**WHAT YOU SHOULD DO:** Copy the stretch from the line that contains "Return the outline of every instance of the bright" through the end of the records, replacing "jacket" with "coat" and changing nothing else. Give only those lines.
########
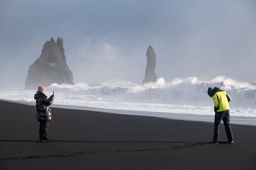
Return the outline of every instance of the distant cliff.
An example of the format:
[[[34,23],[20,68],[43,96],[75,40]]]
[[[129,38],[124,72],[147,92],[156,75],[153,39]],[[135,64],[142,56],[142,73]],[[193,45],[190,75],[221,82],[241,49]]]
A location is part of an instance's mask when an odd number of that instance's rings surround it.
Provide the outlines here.
[[[146,54],[147,56],[147,66],[145,73],[145,77],[142,81],[144,85],[149,82],[155,82],[157,80],[157,76],[155,74],[155,69],[156,63],[156,56],[153,47],[149,45]]]
[[[29,67],[25,89],[37,89],[37,86],[52,83],[73,84],[72,72],[66,62],[63,39],[58,38],[57,43],[52,37],[44,45],[39,57]]]

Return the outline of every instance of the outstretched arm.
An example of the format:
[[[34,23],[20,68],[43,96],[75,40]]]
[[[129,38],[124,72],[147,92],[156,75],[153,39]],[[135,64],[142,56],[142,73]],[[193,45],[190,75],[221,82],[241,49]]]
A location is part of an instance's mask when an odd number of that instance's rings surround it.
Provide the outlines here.
[[[216,94],[213,95],[212,98],[213,100],[213,103],[214,103],[214,112],[216,112],[219,109],[219,99]]]
[[[229,94],[227,93],[226,93],[226,96],[227,97],[227,98],[228,99],[228,101],[229,101],[229,102],[230,101],[231,101],[231,100],[232,100],[231,99],[231,98],[230,97],[230,96],[229,96]]]

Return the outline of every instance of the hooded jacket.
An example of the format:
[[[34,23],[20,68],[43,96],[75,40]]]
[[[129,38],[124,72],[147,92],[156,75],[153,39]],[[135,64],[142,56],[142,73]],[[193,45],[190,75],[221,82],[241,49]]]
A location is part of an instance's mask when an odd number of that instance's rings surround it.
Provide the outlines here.
[[[53,95],[49,99],[47,96],[40,91],[37,91],[35,94],[34,98],[36,101],[37,107],[37,118],[38,121],[50,121],[52,119],[51,107],[53,102],[54,96]]]
[[[231,101],[231,98],[226,91],[215,87],[211,96],[214,103],[215,112],[222,112],[230,109],[229,102]]]

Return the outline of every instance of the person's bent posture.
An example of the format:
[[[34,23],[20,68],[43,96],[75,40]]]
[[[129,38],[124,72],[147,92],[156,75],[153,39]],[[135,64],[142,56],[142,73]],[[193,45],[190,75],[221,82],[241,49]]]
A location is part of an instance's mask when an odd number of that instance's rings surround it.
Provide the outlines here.
[[[212,97],[214,103],[214,130],[213,138],[212,142],[217,144],[219,141],[219,124],[221,120],[223,121],[225,130],[227,134],[228,142],[234,143],[233,134],[231,127],[229,124],[229,102],[231,101],[231,98],[224,90],[215,87],[213,89],[209,87],[208,88],[208,95]]]
[[[39,138],[43,142],[50,142],[51,140],[47,138],[47,132],[49,126],[49,121],[52,119],[52,113],[50,105],[53,102],[54,95],[53,94],[49,99],[45,95],[46,88],[43,86],[40,86],[38,91],[35,94],[34,98],[36,100],[37,118],[40,122]]]

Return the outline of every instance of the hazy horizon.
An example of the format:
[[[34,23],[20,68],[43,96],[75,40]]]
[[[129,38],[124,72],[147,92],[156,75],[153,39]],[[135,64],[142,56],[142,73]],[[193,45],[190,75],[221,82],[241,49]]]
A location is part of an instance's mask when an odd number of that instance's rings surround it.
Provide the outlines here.
[[[23,86],[52,36],[63,39],[74,82],[141,84],[146,52],[170,82],[223,76],[256,81],[256,2],[0,2],[0,87]]]

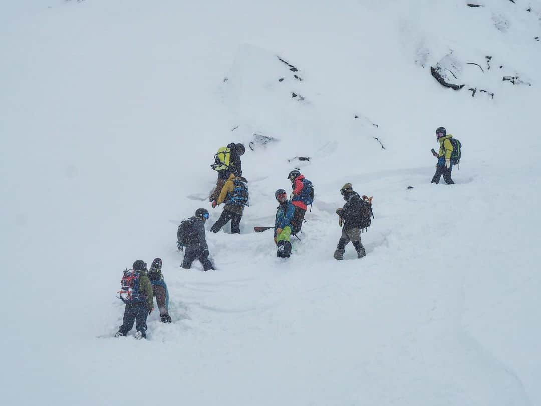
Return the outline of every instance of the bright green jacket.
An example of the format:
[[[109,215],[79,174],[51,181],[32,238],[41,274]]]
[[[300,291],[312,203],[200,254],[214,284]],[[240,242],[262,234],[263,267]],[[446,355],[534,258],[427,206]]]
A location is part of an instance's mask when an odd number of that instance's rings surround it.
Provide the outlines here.
[[[438,153],[438,157],[440,158],[445,157],[446,159],[451,159],[451,154],[453,153],[454,148],[453,144],[451,143],[450,140],[452,138],[453,136],[450,134],[442,137],[438,140],[440,143],[440,150],[439,152]]]
[[[139,276],[139,290],[147,296],[147,304],[149,309],[151,309],[154,306],[154,292],[152,289],[152,283],[150,283],[150,280],[148,279],[146,272],[141,273],[141,276]]]

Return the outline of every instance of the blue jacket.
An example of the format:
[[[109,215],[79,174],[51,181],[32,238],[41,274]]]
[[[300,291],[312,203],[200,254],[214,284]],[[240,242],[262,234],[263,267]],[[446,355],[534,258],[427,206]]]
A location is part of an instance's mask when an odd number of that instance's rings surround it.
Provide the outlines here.
[[[295,206],[291,204],[291,202],[286,200],[285,203],[280,205],[278,207],[276,212],[276,219],[274,220],[274,236],[276,236],[276,231],[278,228],[282,229],[286,226],[291,225],[291,220],[293,220],[293,214],[295,214]]]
########
**EXERCISE OUTPUT:**
Return the outline of every instance of the bright green coat.
An example of the format:
[[[109,215],[79,174],[51,181],[32,238],[41,274]]]
[[[300,291],[312,203],[200,254],[214,284]],[[240,242],[262,234],[263,267]],[[446,355],[534,258],[427,206]]]
A location is part of an instance's mask when an odd number of that instance's rings surround it.
Provide the outlines here.
[[[438,153],[438,157],[440,158],[445,157],[446,159],[451,159],[451,154],[453,153],[454,148],[453,144],[451,143],[450,140],[452,138],[453,136],[450,134],[442,137],[438,140],[440,143],[440,150],[439,152]]]
[[[139,276],[139,290],[147,296],[147,304],[149,309],[151,309],[154,306],[154,292],[152,289],[152,283],[150,283],[150,280],[148,279],[146,272],[141,273],[141,276]]]

Return the outline of every instance of the blue coat.
An example of the format:
[[[109,215],[79,174],[51,181],[32,238],[41,274]]]
[[[300,291],[312,203],[200,254],[214,284]],[[240,242],[262,234],[263,267]],[[446,355],[534,258],[427,206]]]
A location is part of an instance's mask when an odd number of that instance's rings surround it.
Provide the outlines here.
[[[295,206],[291,204],[291,202],[286,200],[285,203],[280,205],[278,207],[276,212],[276,219],[274,220],[274,236],[276,236],[276,231],[278,228],[282,229],[286,226],[291,225],[291,220],[293,220],[293,214],[295,214]]]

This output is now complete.